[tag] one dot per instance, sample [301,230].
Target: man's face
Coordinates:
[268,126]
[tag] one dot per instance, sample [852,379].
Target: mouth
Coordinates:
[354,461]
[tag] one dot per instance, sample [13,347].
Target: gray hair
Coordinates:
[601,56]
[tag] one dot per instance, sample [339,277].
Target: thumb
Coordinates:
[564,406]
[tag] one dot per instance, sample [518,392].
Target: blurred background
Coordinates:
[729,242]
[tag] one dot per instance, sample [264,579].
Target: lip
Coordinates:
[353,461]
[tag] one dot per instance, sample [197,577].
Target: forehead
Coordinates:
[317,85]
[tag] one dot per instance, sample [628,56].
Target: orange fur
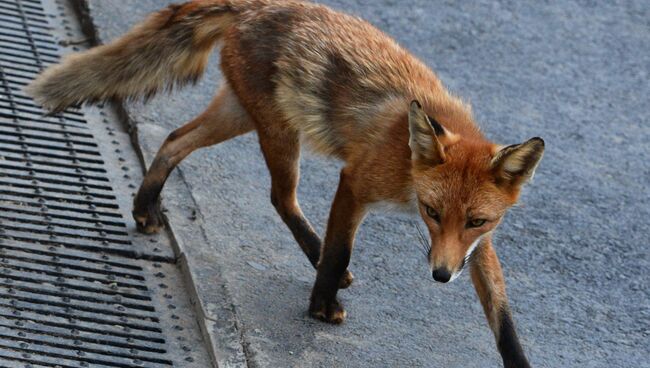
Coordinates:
[297,72]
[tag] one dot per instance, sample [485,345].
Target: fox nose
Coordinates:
[441,275]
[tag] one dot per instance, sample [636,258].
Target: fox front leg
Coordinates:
[490,287]
[345,216]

--

To do :: Because the copy must hold no pictures, return only the lines that run from the line containing "[tag] one dot per instance, sample [518,392]." to the end of the data above, each exactly as it stands.

Result below ::
[tag] one dot per instance, sample [518,392].
Target: blurred background
Coordinates:
[729,242]
[tag] one dot per instance, sample [264,579].
Target: lip
Coordinates:
[353,461]
[tag] one dot per instance, sample [197,577].
Target: forehead
Coordinates:
[317,85]
[tag] one dot per instance, sample [628,56].
Target: orange fur
Coordinates:
[297,72]
[tag] one dot per instance, sample [485,345].
Target: fox nose
Coordinates:
[441,275]
[tag] one dot per instance, sample [636,258].
Target: fox front leg
Coordinates:
[490,287]
[345,216]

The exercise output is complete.